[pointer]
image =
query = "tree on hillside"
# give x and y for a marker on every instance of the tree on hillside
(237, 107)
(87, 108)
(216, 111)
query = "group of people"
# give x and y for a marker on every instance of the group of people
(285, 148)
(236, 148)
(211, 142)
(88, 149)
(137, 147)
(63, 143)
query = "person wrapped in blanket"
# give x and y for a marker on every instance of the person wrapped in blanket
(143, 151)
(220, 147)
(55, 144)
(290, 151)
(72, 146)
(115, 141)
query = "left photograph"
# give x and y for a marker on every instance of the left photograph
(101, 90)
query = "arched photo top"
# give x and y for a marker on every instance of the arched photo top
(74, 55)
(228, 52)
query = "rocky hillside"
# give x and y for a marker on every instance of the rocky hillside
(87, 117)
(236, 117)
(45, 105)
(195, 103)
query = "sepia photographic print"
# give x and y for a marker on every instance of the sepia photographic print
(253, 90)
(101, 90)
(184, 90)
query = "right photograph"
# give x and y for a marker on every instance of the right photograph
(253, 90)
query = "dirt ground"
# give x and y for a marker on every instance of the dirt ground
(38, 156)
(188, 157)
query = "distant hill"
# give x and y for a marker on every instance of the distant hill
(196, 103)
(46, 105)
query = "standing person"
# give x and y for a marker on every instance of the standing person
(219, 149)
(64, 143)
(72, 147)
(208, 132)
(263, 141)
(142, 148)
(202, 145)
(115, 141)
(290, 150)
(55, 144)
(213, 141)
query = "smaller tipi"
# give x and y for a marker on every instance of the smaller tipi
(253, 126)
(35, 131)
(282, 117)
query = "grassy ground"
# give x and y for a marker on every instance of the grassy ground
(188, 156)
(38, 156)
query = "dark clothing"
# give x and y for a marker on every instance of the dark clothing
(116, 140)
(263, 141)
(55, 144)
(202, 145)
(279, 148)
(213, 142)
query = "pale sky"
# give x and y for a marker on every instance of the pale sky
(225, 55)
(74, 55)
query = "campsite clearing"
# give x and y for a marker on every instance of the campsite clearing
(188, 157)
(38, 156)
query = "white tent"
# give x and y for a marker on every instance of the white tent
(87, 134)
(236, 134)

* Details zur Aufgabe: Trage alle Zeilen aus den obigen Daten zusammen, in denen das Wort „clothing“ vorkommt.

* Lösung der Aufgabe:
query = "dark clothing"
# give x and y for a marker on every instance of the dark clothing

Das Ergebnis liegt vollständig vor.